------ PASSAGE GIVEN ------

Saturday, February 16, 2013

Long Time, No See


Picking Annabelle up from school in the afternoon is a big adventure.  I never really know exactly how the four winds are blowing; any given day could be the absolute best one of her whole entire life or the most tragic one ever in the history of the world.  As I drive up at school, it is my custom to take a deep breath and assume the ready position that I instinctively know so well from the jumpseat on Delta jets.  I am braced for whatever should come my way on takeoff from school and during our journey home.  It can sometimes be quite bumpy. 

A 20-minute drive block-to-block, I am treated to a dramatic interpretation of the headlines and highlights from the freshman class on very that day.  There always seems to be something of intrigue going on and, just like with a soap opera or reality show, I have my own sacred favorites amongst Annabelle’s peer group, some of whom I actually know and others who are simply legends in my mind.  Each afternoon I find myself anxious to check in on my girls, to get up to speed on their big adventures, and to learn for whom the struggle was real that day.  There is always, always a story to be told, and I am a fascinated audience.  I learn something new every day, and I am usually worn out by the time we get home.  That is one busy group of girls. 

However, a few weeks ago in the middle of breathlessly telling yet another tale of Drama in Real Life from the ninth grade, Annabelle suddenly switched gears and simply said this:

“I love classical music”. 

With these few words, from out of nowhere I suddenly caught a glimpse of someone I had not seen in a long, long time.  For a fleeting moment, I saw a small reflection of my father, Emery Tucker, sitting next to me, right there in the front seat of my little Bug.

------ MATERIAL SUPPLIED ------

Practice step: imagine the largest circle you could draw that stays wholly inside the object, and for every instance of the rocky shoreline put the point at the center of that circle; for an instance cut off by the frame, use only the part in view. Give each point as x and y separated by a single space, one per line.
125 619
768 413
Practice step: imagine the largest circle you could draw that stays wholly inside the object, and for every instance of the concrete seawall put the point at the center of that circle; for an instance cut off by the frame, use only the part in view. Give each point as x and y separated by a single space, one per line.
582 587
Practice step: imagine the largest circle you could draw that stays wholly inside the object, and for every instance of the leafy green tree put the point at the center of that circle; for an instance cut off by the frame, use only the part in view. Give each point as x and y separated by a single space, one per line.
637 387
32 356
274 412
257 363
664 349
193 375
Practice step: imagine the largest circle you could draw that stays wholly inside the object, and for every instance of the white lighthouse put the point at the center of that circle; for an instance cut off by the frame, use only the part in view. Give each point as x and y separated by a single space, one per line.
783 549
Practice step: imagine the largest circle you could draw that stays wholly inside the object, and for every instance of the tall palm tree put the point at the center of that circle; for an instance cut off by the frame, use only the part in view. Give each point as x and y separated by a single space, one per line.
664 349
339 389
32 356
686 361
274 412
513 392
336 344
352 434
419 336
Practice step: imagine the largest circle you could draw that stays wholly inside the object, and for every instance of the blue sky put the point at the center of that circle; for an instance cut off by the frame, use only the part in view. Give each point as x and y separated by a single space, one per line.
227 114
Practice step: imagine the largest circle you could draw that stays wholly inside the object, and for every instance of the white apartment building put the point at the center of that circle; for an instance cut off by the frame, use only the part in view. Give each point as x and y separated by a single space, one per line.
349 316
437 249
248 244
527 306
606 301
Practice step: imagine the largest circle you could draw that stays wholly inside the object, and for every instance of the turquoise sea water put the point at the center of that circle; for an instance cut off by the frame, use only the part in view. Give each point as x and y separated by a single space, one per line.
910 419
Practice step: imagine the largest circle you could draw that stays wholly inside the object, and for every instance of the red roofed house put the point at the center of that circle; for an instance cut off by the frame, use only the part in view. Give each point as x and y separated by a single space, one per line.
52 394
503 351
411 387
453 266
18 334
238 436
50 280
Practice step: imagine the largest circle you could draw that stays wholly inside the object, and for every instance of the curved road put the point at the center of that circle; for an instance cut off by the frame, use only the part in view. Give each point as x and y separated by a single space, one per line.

------

=== WHAT THIS EXERCISE ASKS ===
a - Answer these questions from the blog post:
(i) How long is the drive home from school, block-to-block?
(ii) What did Annabelle say when she suddenly switched gears?
(iii) What is the name of the writer's father?
b - Count the lines of the records that contain the word "white". Case counts, and the reply should be the number alone.

=== SOLUTIONS BELOW ===
a -
(i) 20 minutes
(ii) "I love classical music."
(iii) Emery Tucker

b - 2